(Given task): Please return every line below that contains the word "turquoise". Case counts.

(Record set):
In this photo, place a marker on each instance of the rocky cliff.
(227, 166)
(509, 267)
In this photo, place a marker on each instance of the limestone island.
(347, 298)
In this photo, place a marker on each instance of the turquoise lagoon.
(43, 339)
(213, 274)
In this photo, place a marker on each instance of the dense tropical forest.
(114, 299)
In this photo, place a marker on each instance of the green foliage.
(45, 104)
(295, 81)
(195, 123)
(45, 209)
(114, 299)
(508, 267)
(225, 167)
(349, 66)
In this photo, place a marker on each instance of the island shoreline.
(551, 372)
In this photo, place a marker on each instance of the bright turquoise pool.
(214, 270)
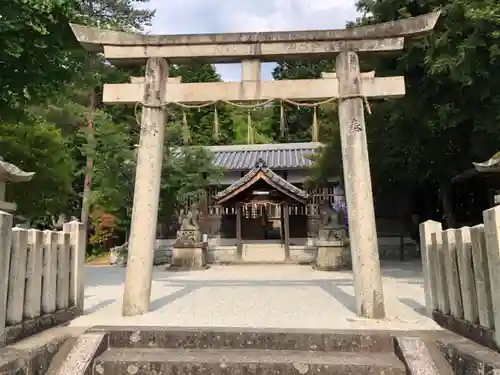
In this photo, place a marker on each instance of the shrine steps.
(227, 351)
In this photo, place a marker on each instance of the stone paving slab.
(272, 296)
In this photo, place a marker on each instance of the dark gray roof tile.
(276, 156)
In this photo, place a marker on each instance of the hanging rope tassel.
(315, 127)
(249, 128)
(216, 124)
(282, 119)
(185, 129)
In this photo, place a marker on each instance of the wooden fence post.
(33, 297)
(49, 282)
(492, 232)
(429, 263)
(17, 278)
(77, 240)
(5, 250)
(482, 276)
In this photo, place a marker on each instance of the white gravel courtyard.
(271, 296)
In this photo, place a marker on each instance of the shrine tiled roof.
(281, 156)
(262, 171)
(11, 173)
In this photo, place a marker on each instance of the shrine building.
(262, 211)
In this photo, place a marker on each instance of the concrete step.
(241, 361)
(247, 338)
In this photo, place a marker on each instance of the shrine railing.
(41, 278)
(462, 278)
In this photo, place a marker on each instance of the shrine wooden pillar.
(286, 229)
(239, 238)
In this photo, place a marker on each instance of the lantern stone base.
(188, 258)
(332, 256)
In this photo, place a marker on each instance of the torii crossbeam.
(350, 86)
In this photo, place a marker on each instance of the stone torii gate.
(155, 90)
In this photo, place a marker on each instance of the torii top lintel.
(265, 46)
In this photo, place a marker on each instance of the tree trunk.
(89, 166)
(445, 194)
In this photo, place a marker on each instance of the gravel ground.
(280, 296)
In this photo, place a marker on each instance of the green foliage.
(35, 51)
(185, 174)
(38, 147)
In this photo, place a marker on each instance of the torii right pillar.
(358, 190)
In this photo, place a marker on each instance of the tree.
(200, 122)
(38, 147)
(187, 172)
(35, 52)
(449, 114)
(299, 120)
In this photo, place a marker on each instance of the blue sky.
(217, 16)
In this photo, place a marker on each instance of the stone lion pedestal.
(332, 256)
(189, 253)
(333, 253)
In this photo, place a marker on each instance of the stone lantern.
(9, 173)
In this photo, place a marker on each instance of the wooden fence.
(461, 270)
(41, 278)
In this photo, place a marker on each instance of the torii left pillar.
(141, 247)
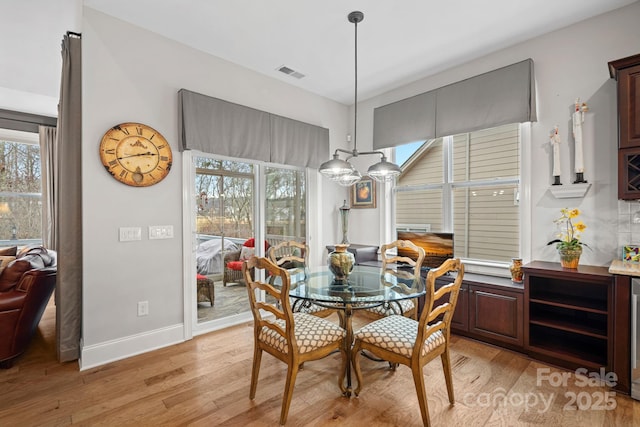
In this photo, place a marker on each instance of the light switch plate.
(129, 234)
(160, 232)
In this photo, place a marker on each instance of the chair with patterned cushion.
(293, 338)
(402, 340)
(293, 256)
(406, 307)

---

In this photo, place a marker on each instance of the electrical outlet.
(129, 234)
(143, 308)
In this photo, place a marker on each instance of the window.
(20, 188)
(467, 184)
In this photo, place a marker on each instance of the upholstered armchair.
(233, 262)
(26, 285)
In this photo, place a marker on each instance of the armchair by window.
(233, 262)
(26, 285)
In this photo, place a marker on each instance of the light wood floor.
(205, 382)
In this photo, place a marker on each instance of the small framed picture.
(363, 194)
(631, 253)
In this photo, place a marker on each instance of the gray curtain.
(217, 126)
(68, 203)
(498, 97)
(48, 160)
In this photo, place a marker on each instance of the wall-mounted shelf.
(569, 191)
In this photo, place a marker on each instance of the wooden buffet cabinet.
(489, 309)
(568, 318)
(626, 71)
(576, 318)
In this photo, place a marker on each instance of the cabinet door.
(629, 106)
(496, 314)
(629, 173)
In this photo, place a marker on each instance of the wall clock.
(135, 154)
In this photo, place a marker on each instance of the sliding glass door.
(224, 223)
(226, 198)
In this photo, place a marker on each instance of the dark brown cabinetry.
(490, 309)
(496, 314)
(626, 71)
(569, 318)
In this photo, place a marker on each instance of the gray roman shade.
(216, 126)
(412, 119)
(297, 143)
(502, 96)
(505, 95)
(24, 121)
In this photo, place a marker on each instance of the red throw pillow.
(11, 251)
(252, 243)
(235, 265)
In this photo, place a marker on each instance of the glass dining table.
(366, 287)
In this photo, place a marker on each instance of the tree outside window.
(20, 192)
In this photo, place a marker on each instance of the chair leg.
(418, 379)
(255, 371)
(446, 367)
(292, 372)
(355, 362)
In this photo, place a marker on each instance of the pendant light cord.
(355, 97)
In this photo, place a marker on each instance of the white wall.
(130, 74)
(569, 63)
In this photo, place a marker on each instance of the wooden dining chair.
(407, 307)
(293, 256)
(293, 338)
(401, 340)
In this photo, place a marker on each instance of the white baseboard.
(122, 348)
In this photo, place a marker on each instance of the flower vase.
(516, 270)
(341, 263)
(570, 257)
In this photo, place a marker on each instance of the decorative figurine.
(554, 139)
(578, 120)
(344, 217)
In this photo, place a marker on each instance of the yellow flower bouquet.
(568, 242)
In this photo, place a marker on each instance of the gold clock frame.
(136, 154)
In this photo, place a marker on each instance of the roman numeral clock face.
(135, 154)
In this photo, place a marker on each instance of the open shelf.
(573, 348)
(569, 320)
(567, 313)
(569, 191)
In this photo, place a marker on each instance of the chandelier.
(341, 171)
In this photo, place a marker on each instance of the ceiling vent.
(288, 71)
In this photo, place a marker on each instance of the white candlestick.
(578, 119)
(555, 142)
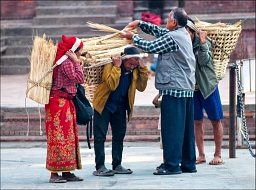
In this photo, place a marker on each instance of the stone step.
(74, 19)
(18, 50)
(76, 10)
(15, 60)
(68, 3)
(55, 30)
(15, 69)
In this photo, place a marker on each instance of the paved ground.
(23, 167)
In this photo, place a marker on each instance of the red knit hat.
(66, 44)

(Exercise response):
In this photo, place a marker on each instance of the turquoise lagoon.
In this photo, place a marker on each instance of the bright turquoise pool.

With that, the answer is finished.